Incompreso dai suoi contemporanei, fu riscoperto da Heidegger nel cuore del ’900. Dotato di una sensibilità fuori del comune, la sua esistenza culminò nella follia. Genio paragonabile a Leopardi o a Wagner, conquistò l’ammirazione di un grande filosofo cattolico come Romano Guardini
Tra Settecento e Ottocento, ci fu un poeta tedesco che visse quasi come un veggente, immerso nella percezione che l’amata epoca della Grecia antica sarebbe presto tornata e che per l’umanità intera, a partire dalla Germania, sarebbe risorta l’epoca degli dèi fuggiti e degli eroi: si chiamava Friedrich Hölderlin, ed era svevo.
In una simile prospettiva, quel tempo solcato da due devastanti Rivoluzioni (industriale e francese) apparve ai suoi occhi trasfigurato perché veniva guardato “da dentro” e osservato per ciò che era sul punto di generare, cioè per il destino che stava per partorire: il profilo mostruoso di un ambiente dominato dalle macchine e dai sistemi, incomprensibile, inaccettabile soprattutto per l’uomo semplice e per il poeta i quali sono, spesso, disarmati. Così, abbagliato dalla visione abissale, Hölderlin scrisse meravigliose “odi” e “inni” ed “elegie” di straziante bellezza: canto l’acheo Achille e il filosofo Empedocle e l’amata Diotima (pseudonimo ellenizzante di Susette Gontard, andata sposa a un banchiere svizzero), ammirò Napoleone (un peccato di gioventù di tanti altri artisti di allora…), ballò attorno all’albero Giacobino della Libertà scandalizzando i suoi compagni di collegio (lo Stift teologico di Tubinga) e infine rifiutò la carriera di pastore evangelico che la madre e la zia avevano scelto per lui. Finì per fare il precettore privato in casa di ricchi borghesi di una nazione non ancora del tutto “moderna”, subendo su di sé la ferita di una giovinezza solcata da delusioni, illusioni, e dall’incapacità di diventare pienamente uomo.
Tutta la vocazione di Hölderlin si incentrò perciò sull’ispirazione lirica: se si scorre un libro che ne raccolga a sufficienza (consigliata l’antologia Poesie scelte. Testo tedesco a fronte; Feltrinelli, 2010; pp.300 € 10), si vedrà che i titoli stessi dei componimenti conducono il lettore in lande affascinanti, parlano di tempi, sensazioni e nostalgie che entusiasmerebbero qualunque cuore umano che non si sia inaridito. Da “Il cerchio della vita” a “Paese natale (Heimat)”, da “Fantasia della sera” a “Ritorno a casa”, da “Pane e vino” a “Stoccarda”, da “L’arcipelago” a “Il Reno”: sembra che la musa Mnemosyne abbia abbondato nei doni, così che la civiltà europea avesse finalmente il suo cantore assoluto. I contemporanei però non compresero la grandezza di Hölderlin: bisognò aspettare la metà del Novecento, quando il filosofo dell’esistenzialismo Heidegger si chinò sui versi del poeta svevo come se fossero dei geroglifici del destino dell’Occidente; da allora, la fortuna postuma di Hölderlin non conosce pause.

§ Compito da svolgere:
Estrai parola per parola dal testo su Hölderlin il tratto che va da "Incompreso dai suoi" fino a "ed era svevo.".

§ Dati registrati:
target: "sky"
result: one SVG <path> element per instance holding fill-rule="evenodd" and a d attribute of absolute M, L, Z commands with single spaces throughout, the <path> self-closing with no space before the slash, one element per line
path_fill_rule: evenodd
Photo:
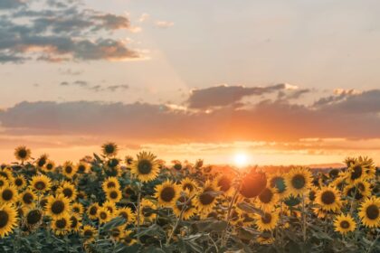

§ Risposta:
Incompreso dai suoi contemporanei, fu riscoperto da Heidegger nel cuore del ’900. Dotato di una sensibilità fuori del comune, la sua esistenza culminò nella follia. Genio paragonabile a Leopardi o a Wagner, conquistò l’ammirazione di un grande filosofo cattolico come Romano Guardini
Tra Settecento e Ottocento, ci fu un poeta tedesco che visse quasi come un veggente, immerso nella percezione che l’amata epoca della Grecia antica sarebbe presto tornata e che per l’umanità intera, a partire dalla Germania, sarebbe risorta l’epoca degli dèi fuggiti e degli eroi: si chiamava Friedrich Hölderlin, ed era svevo.